● **DOCUMENT SECTION**:
◇ ◇ ◇ ◇ ◇ ◇ ◇
Metamath Proof Explorer

Theorem sbccomlem

Description: Lemma for sbccom . (Contributed by NM, 14-Nov-2005) (Revised by Mario Carneiro, 18-Oct-2016)

		Ref	Expression
	Assertion	sbccomlem	⊢ ( [ 𝐴 / 𝑥 ] [ 𝐵 / 𝑦 ] 𝜑 ↔ [ 𝐵 / 𝑦 ] [ 𝐴 / 𝑥 ] 𝜑 )

Proof

Step	Hyp	Ref	Expression
1		excom	⊢ ( ∃ 𝑥 ∃ 𝑦 ( 𝑥 = 𝐴 ∧ ( 𝑦 = 𝐵 ∧ 𝜑 ) ) ↔ ∃ 𝑦 ∃ 𝑥 ( 𝑥 = 𝐴 ∧ ( 𝑦 = 𝐵 ∧ 𝜑 ) ) )
◇ ◇ ◇ ◇ ◇ ◇ ◇
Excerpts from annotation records
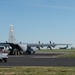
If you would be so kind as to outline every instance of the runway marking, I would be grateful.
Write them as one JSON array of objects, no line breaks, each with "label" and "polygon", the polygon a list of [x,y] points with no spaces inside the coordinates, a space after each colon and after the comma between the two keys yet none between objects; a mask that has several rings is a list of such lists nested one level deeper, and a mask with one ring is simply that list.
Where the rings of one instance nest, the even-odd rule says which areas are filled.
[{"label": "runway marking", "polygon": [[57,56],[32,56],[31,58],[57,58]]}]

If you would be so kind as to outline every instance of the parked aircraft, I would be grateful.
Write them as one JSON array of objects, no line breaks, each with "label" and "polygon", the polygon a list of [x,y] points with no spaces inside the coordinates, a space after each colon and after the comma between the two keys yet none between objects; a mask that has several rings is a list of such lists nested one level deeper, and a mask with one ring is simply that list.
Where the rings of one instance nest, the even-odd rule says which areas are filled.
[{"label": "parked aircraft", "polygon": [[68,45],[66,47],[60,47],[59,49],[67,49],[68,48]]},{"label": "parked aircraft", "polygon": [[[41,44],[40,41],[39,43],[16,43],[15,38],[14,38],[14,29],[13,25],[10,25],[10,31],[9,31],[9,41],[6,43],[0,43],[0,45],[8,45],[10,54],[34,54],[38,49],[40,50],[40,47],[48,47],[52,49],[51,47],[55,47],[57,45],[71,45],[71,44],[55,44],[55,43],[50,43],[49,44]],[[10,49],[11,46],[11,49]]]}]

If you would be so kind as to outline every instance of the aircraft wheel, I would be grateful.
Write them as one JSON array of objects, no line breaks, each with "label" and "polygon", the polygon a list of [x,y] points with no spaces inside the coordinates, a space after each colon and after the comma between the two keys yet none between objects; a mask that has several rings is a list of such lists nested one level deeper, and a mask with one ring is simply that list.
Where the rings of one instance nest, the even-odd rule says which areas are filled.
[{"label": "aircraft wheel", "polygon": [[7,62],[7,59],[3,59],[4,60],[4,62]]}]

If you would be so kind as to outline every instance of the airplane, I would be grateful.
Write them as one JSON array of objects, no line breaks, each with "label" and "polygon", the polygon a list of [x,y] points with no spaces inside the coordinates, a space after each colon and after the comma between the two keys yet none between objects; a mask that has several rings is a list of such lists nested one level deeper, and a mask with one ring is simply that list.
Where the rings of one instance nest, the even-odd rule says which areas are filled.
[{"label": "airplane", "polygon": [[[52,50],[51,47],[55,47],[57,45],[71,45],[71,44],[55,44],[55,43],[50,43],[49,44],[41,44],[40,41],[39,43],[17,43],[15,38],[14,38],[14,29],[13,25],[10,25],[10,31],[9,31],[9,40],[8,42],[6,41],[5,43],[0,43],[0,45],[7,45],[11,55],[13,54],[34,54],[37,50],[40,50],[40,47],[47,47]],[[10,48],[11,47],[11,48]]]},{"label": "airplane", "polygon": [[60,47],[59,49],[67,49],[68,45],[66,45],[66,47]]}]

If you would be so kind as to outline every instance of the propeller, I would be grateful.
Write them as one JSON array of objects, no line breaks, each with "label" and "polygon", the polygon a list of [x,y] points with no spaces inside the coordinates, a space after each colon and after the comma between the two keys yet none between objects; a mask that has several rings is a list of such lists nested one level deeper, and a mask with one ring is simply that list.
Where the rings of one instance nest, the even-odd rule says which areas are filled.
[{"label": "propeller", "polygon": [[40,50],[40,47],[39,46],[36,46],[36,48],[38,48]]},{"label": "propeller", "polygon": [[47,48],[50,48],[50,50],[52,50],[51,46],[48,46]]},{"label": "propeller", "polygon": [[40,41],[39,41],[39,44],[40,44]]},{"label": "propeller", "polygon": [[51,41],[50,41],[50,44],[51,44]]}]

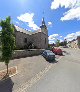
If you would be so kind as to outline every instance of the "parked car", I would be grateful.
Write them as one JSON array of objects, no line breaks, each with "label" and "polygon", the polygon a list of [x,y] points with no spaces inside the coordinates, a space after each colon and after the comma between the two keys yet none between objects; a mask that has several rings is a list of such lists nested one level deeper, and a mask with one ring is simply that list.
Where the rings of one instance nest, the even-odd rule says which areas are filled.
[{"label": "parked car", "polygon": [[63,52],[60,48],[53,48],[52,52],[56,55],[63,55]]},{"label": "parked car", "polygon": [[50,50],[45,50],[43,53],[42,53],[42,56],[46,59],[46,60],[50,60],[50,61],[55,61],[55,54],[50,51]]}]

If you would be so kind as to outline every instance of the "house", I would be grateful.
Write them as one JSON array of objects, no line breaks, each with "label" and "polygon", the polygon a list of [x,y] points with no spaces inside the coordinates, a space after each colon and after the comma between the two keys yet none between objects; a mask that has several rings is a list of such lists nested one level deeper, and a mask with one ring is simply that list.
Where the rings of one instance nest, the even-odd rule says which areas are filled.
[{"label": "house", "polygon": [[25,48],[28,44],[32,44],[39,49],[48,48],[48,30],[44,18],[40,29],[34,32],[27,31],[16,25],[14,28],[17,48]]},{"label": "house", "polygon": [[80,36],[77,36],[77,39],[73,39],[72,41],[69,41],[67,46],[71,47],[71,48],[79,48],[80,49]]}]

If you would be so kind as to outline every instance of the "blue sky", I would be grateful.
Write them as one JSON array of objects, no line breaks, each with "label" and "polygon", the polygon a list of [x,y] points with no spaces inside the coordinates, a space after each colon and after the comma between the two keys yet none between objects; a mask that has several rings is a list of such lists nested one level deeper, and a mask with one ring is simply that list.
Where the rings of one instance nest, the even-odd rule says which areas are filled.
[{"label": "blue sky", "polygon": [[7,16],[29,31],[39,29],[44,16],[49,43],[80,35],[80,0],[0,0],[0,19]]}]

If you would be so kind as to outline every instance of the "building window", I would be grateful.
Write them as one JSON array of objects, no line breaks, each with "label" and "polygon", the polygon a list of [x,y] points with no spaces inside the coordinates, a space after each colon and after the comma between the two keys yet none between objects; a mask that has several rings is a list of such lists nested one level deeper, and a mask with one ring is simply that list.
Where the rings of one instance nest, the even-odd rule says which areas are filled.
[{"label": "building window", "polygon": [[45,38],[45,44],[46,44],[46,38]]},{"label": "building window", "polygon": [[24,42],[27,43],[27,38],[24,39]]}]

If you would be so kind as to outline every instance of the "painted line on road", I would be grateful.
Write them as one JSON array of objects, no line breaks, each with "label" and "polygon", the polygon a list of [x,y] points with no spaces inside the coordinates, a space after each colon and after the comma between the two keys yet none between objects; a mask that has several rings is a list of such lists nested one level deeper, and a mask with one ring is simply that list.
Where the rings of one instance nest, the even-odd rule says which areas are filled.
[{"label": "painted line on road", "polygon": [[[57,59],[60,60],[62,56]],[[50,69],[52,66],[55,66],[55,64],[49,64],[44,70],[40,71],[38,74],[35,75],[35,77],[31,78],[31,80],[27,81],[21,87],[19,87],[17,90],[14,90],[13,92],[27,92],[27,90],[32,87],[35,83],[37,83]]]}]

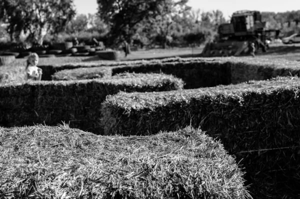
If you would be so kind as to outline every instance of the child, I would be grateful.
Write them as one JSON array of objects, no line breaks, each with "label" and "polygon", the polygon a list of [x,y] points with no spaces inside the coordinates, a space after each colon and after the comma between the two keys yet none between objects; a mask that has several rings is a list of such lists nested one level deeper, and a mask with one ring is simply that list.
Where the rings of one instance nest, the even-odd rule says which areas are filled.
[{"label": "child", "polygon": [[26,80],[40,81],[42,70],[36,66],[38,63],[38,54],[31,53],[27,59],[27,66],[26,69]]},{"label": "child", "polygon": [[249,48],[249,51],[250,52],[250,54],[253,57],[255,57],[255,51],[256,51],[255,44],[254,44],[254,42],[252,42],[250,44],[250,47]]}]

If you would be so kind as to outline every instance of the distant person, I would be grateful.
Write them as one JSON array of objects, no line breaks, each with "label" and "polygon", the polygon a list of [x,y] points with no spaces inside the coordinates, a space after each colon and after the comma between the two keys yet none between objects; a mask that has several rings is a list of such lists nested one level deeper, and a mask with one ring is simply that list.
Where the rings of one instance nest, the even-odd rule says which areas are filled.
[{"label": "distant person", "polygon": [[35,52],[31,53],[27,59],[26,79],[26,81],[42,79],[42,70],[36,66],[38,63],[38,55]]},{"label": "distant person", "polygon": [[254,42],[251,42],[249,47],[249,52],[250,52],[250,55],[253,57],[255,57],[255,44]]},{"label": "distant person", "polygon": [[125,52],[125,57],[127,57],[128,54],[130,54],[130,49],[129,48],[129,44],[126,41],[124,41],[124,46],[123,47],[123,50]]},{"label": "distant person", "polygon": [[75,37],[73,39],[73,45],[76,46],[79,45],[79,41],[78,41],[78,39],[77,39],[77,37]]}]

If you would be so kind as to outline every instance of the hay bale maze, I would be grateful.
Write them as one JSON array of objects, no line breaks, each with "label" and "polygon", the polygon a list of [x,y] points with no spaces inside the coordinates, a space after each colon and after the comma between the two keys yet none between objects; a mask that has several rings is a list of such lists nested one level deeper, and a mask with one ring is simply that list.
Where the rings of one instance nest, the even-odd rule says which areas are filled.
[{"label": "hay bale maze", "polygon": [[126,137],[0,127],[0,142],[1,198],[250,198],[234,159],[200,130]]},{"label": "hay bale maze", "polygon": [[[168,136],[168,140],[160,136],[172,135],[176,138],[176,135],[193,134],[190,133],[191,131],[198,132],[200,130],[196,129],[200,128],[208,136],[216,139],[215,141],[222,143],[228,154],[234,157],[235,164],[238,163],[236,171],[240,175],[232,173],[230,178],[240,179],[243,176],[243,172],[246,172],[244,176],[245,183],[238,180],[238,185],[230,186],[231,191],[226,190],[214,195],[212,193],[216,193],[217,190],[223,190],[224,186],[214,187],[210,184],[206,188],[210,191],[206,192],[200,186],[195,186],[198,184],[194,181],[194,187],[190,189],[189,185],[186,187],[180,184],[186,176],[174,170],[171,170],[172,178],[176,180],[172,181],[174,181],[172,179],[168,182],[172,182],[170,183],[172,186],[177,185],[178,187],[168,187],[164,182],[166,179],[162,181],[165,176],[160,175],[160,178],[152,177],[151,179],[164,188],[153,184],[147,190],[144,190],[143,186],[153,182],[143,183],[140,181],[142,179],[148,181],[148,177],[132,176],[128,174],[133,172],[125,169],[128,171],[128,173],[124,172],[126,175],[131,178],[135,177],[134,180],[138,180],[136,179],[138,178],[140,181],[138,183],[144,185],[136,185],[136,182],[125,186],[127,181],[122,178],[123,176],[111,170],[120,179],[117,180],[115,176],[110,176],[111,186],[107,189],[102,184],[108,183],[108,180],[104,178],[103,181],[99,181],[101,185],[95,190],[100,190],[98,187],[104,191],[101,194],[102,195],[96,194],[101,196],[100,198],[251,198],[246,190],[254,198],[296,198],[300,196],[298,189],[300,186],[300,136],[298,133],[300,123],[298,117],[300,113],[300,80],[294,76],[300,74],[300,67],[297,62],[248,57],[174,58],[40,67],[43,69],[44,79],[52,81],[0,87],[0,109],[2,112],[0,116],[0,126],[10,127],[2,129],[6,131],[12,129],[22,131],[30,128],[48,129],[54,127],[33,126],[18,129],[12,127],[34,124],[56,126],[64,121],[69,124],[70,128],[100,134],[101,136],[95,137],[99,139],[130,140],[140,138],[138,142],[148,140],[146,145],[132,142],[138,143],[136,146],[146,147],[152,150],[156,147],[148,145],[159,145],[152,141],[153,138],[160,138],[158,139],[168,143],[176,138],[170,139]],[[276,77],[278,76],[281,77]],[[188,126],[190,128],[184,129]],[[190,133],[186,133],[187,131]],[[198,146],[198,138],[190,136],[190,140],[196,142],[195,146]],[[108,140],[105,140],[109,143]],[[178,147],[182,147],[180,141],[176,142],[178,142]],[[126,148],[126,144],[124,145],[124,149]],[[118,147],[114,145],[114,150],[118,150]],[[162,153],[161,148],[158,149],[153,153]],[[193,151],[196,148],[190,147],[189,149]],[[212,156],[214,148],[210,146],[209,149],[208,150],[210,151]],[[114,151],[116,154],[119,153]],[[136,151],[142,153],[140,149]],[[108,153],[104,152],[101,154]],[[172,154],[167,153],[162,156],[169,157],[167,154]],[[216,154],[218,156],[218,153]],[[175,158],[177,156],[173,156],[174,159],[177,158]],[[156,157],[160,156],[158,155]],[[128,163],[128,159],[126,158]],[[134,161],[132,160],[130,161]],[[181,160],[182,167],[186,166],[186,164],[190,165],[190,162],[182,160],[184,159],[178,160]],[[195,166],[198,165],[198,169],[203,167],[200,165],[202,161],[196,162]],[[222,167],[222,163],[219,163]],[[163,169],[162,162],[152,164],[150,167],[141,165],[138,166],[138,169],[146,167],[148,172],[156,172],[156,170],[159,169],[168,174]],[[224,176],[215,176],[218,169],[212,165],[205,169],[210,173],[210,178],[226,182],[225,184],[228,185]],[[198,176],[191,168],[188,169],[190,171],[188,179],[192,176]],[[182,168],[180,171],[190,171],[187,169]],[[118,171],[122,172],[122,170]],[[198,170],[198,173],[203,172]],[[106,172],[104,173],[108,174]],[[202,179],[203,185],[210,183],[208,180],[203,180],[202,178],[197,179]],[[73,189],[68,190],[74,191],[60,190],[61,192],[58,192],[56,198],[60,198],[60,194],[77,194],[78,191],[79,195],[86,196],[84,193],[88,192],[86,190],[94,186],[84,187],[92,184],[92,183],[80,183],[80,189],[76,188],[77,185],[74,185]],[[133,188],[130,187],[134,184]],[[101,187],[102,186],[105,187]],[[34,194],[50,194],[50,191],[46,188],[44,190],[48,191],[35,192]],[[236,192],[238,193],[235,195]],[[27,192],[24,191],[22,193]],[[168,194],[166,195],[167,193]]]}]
◇ ◇ ◇ ◇ ◇ ◇ ◇
● **DIRECTION**: In the sbccomlem theorem page, who revised the lemma, and on what date?

● **EXPECTED OUTPUT**: Mario Carneiro, on 18-Oct-2016.